Excerpt provided start

Unicorns, Data Scientists, and other mythical creatures

Hi all!  It has been a while since I’ve written a blog and since my last post in January, lots of exciting things have happened to me.   Those who have been following me on LinkedIn or listening to the AB Testing Podcast know that I have taken a new job as the data scientist manager in the Azure team.  In the short time since I have started in March, I can easily say this is absolutely the best job I have ever had.   In no small sense, it really feels like a job I was meant to do from the start of my career.   It’s funny to me.   As I sit and type this, I am reminded of my mentor in High School, my calculus teacher.   He was a cranky man, who in one part loved his job, but in another felt like he had accepted second best in life.   He frequently mentioned that one day when *his* high school math teacher died, he would go piss on that grave.   He felt that his mentors had not set him up to succeed in life and was driven to not repeat that error with his students.   A story for another day, but soon after college, I would learn that same sense of responsibility to teach those what I wasn’t taught.   My mentor wanted me to be an Actuary.   I loved math (still do) and went to college with that in mind.   I bolted on a Computer Science degree once I learned how much I loved it, but upon graduating, my Math degree would encapsulate knowledge that, in general, I would not use for 20 years.   Until about 4 years ago.     Needless to say, I really love my job, what I am doing, and problems I am solving.   I do wish, now and again, that I could wind back the clock and be where I am today, but have another 20 years to master my new direction.  C’est la vie.  So much cool stuff to learn and use and so little time.

Excerpt provided end

- Problem requirements
Answer these questions from the blog post on data scientists:
(a) What role did the writer take on the Azure team?
(b) What career did the writer's high school mentor hope the writer would pursue?
(c) Which degree did the writer add after discovering a love for it?
The lines that come next have nothing to do with the blog post.

Data provided start

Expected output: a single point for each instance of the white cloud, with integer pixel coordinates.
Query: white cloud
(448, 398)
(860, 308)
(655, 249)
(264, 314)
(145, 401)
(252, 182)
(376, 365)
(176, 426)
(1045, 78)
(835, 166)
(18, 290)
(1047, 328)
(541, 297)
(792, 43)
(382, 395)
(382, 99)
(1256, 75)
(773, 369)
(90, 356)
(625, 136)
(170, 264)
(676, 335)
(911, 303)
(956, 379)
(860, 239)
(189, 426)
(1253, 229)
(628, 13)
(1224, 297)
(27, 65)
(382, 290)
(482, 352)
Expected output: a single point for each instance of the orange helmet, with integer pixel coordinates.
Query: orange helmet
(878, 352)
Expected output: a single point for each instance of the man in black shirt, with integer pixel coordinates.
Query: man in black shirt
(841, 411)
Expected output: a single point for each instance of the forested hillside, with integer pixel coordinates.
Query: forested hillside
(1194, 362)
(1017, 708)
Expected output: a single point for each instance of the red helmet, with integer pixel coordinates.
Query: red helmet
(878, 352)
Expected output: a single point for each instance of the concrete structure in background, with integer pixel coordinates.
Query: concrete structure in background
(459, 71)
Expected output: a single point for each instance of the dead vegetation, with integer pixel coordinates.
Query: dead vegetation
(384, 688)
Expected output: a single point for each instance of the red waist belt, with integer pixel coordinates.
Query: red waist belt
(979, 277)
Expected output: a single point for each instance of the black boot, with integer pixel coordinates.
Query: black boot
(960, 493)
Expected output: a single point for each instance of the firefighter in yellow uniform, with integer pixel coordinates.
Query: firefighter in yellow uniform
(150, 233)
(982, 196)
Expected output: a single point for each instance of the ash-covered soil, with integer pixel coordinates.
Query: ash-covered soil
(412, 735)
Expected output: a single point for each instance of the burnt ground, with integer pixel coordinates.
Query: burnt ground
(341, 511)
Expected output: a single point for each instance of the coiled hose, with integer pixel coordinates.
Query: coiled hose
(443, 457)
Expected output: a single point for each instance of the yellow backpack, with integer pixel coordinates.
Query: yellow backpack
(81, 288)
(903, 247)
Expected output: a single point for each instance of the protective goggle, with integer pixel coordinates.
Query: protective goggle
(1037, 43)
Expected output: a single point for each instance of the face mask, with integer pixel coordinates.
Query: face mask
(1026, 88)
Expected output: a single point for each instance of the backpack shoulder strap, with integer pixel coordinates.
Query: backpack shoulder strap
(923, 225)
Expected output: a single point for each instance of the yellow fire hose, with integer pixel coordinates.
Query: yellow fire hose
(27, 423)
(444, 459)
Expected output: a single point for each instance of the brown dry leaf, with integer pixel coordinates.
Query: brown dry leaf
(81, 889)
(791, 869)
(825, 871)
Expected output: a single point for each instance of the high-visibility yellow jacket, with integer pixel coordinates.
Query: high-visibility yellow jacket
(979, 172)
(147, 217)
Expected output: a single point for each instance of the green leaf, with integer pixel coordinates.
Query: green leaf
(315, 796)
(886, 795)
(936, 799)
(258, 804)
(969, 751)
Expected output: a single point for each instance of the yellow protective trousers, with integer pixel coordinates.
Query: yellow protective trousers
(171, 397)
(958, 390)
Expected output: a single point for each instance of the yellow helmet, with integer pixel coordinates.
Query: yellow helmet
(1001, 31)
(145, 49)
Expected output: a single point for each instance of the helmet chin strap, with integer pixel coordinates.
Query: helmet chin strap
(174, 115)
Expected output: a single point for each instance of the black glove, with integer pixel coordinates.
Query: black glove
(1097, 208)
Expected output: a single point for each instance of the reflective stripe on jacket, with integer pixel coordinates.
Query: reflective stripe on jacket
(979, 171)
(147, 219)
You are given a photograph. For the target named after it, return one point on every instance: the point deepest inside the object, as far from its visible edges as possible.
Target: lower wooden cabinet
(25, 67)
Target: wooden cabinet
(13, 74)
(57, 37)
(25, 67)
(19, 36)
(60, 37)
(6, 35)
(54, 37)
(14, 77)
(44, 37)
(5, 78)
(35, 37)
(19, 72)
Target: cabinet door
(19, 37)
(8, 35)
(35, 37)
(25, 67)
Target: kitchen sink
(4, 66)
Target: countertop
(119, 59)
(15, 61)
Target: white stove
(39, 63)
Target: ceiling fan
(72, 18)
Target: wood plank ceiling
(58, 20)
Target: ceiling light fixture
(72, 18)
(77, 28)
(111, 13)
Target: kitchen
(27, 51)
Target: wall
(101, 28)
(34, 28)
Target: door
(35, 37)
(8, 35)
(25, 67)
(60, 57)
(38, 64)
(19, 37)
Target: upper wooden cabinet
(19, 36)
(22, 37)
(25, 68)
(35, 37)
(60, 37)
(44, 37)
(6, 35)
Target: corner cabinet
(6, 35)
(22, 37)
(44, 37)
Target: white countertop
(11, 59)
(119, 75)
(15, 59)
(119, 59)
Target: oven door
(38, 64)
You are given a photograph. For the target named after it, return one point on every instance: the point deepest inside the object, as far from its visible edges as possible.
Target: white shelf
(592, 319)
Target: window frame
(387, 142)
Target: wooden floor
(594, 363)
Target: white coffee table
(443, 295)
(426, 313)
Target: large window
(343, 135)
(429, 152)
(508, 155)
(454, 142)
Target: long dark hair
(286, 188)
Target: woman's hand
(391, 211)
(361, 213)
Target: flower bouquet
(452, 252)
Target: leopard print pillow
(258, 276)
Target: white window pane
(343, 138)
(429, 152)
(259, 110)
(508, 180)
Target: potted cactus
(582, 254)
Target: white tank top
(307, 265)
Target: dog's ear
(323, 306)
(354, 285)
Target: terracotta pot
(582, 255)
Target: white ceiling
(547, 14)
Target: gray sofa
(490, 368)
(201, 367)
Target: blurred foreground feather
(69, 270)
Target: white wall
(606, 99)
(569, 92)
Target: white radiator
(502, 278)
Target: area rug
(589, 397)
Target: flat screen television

Data provided end

- Finished answer
(a) Data scientist manager
(b) Actuary
(c) Computer Science